Required work:
Starting at the line containing "Where can the yellow" and ending at the end of the material, write out every line again, with all other text unchanged and the pictures omitted, but with each x and y coordinate in the answers multiplied by 0.7 and rounded to the nearest whole number, halves rounded up.

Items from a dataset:
____________

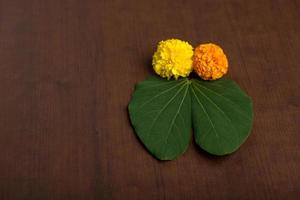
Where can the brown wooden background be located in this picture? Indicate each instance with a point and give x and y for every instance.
(67, 71)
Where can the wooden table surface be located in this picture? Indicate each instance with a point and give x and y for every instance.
(68, 69)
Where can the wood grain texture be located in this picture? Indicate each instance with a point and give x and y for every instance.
(68, 69)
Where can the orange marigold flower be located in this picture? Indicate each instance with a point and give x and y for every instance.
(209, 61)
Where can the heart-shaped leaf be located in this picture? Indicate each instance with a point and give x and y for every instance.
(221, 115)
(160, 112)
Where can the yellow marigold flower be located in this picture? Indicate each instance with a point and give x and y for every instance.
(209, 61)
(173, 57)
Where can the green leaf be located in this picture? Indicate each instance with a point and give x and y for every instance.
(221, 115)
(163, 113)
(160, 112)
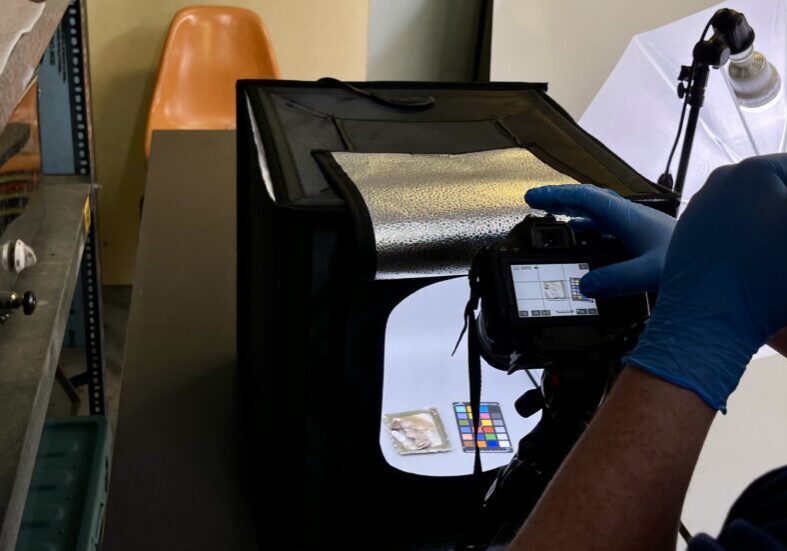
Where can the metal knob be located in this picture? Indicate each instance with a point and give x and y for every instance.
(12, 301)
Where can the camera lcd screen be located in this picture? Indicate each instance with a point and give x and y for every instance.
(551, 290)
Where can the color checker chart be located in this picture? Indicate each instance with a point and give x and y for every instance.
(492, 433)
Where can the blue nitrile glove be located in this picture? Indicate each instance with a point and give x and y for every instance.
(644, 231)
(723, 291)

____________

Complete output:
Where can the yellow marigold flower be located in this picture? Indicate each instance with a point and give x and y for every instance.
(146, 43)
(121, 40)
Where can the green leaf be located in this picture? Indicate each instance with a point and give x and y for every instance.
(155, 81)
(114, 79)
(112, 78)
Where can the metal knob be located in this picture? Indicate each instance with a point and give x and y for every instance.
(8, 211)
Where can the camera lcd screen be located in this picture? Indicate each instance with a point and give x and y for every instance.
(386, 203)
Where can the color checker chart be located in this picture? Indicate each instance with a point and give x and y for every instance.
(344, 303)
Where can the blue nitrile glove be located in this picture? Indicate each instance with a point and give x and y for every instance.
(451, 162)
(506, 204)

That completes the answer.